### Written task:
Repeat word for word the line with "For the benchmark card, identify each instance of the table" and every line after it until the records below run out.
● ● ● ● ● ● ●
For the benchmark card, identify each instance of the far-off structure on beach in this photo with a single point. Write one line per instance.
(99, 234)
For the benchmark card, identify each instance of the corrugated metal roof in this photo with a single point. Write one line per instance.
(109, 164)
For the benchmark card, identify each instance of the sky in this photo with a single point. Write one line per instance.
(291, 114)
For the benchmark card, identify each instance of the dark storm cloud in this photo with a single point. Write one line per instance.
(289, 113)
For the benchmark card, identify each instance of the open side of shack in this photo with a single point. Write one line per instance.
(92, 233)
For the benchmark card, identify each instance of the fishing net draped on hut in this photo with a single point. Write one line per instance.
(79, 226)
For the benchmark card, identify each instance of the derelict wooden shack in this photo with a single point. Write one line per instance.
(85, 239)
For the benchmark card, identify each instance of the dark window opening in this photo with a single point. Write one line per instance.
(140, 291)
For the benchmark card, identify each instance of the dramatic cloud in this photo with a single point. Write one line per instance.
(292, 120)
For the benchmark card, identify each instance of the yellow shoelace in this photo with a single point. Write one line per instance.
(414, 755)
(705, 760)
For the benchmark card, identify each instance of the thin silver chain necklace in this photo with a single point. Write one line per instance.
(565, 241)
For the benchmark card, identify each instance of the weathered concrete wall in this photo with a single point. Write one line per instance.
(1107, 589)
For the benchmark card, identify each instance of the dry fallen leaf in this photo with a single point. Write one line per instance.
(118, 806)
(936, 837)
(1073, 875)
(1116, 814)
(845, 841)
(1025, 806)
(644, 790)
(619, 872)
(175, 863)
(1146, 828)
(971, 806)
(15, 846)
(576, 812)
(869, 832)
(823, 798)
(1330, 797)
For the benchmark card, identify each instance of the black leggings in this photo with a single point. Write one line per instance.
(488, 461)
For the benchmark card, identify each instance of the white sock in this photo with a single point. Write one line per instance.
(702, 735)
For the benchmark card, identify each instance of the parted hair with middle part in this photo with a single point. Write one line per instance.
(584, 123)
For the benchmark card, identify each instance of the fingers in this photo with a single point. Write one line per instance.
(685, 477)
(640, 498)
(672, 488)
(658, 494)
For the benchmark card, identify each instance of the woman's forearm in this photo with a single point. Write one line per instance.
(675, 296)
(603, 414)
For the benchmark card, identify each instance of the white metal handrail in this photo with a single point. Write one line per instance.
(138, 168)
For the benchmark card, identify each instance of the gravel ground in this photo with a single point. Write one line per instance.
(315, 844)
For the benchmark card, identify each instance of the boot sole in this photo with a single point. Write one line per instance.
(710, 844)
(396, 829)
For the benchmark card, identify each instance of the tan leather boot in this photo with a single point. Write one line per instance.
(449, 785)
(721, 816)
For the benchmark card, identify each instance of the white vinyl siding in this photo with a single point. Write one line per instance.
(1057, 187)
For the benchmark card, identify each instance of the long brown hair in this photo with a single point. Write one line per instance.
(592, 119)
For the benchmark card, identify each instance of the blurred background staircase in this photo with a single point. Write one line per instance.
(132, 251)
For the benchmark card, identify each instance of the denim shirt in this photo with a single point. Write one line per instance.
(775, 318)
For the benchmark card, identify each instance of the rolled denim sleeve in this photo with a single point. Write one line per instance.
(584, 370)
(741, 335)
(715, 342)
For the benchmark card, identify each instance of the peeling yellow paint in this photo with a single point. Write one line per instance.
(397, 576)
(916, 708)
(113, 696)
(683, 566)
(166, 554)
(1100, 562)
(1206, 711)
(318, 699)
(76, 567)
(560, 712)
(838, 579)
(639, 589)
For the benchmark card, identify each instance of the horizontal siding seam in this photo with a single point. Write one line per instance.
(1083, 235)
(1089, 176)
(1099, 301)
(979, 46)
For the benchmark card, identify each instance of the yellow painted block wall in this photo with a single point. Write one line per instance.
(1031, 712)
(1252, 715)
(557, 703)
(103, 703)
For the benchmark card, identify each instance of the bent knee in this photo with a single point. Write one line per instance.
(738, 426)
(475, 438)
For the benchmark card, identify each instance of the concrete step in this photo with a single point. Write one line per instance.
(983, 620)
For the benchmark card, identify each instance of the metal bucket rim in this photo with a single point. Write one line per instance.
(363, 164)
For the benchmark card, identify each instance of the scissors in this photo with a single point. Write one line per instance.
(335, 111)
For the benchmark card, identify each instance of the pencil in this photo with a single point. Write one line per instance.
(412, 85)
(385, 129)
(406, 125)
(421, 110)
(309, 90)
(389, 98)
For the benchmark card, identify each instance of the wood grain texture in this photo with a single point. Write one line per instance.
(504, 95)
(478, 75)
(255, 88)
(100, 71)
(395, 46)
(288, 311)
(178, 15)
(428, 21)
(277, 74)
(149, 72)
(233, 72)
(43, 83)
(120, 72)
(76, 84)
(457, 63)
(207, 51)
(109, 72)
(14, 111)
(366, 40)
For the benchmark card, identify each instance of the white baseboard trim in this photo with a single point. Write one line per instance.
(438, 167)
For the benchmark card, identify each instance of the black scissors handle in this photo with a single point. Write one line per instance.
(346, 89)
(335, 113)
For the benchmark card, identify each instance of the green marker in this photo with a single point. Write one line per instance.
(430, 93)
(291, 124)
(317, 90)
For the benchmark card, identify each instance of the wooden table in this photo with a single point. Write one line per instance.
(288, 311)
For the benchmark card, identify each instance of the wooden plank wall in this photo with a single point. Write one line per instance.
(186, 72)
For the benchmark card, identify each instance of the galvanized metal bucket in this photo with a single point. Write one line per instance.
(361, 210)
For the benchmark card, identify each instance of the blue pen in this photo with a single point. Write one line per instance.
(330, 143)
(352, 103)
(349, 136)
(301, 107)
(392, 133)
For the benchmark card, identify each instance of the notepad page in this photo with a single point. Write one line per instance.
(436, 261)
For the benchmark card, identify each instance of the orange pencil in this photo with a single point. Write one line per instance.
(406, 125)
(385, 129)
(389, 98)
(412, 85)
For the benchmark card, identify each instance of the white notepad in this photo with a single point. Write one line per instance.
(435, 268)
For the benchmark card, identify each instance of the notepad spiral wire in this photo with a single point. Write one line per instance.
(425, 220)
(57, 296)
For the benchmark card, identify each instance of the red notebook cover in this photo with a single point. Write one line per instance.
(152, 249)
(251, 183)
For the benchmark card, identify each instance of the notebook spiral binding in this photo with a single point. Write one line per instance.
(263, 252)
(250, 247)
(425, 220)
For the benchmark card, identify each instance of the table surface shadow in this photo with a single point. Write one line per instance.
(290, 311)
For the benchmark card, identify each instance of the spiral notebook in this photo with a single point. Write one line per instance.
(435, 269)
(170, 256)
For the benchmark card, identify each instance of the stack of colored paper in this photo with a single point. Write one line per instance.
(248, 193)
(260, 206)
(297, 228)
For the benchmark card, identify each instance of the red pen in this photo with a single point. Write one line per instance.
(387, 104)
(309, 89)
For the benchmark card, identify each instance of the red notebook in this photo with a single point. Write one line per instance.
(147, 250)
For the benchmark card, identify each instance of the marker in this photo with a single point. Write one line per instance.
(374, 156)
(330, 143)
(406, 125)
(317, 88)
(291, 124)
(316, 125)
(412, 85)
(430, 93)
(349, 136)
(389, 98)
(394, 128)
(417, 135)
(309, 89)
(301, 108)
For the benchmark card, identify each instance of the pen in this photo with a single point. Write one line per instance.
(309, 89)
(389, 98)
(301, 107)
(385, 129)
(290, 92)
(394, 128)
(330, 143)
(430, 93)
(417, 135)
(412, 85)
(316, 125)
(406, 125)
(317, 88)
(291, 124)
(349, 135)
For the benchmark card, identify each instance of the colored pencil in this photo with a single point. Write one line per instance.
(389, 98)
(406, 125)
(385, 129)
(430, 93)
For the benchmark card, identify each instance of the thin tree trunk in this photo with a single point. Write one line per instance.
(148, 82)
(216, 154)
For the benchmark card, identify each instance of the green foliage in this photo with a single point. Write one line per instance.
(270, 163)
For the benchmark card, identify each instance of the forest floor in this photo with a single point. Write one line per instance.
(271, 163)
● ● ● ● ● ● ●
### Exercise response:
For the benchmark card, identify each instance of the table surface shadow in this photo with a single point. Write one line per instance.
(290, 311)
For the benchmark card, identify each instance of the spiral notebook in this photo with a single point. Write one line per instance.
(435, 269)
(170, 256)
For the benchmark card, identify each instance of the stack of colored paper in this photo with a single point. Write one line per instance.
(248, 193)
(260, 206)
(297, 228)
For the benchmark card, identify each instance of the red pen in this photo with a single point. Write one line per instance.
(387, 104)
(309, 89)
For the benchmark card, identify each instance of the red notebook in this photo with a single point. Write one line per instance.
(147, 250)
For the benchmark card, identify each instance of the marker in this photo with a single point. Write one line per instance.
(374, 156)
(330, 143)
(406, 125)
(317, 88)
(291, 124)
(316, 125)
(412, 85)
(430, 93)
(349, 136)
(389, 98)
(394, 128)
(417, 135)
(309, 89)
(301, 108)
For the benchmark card, identify each instance of the pen in this photo with a single point. Write one line per instance.
(309, 89)
(389, 98)
(301, 107)
(385, 129)
(290, 92)
(394, 128)
(330, 143)
(430, 93)
(417, 135)
(412, 85)
(316, 125)
(406, 125)
(317, 88)
(291, 124)
(349, 135)
For the benchmark card, identify each instance of the colored pencil in this photo with a single point. Write one line per instance.
(389, 98)
(406, 125)
(385, 129)
(430, 93)
For the benchmark card, identify each instance of the thin tree trunk in this photo with a single point. Write one line per instance.
(148, 82)
(216, 154)
For the benchmark card, identify each instance of the green foliage in this photo with a single point. Write one line per instance.
(270, 163)
For the benchmark card, identify each instance of the forest floor in this photo with a single point. Write one line per instance.
(271, 163)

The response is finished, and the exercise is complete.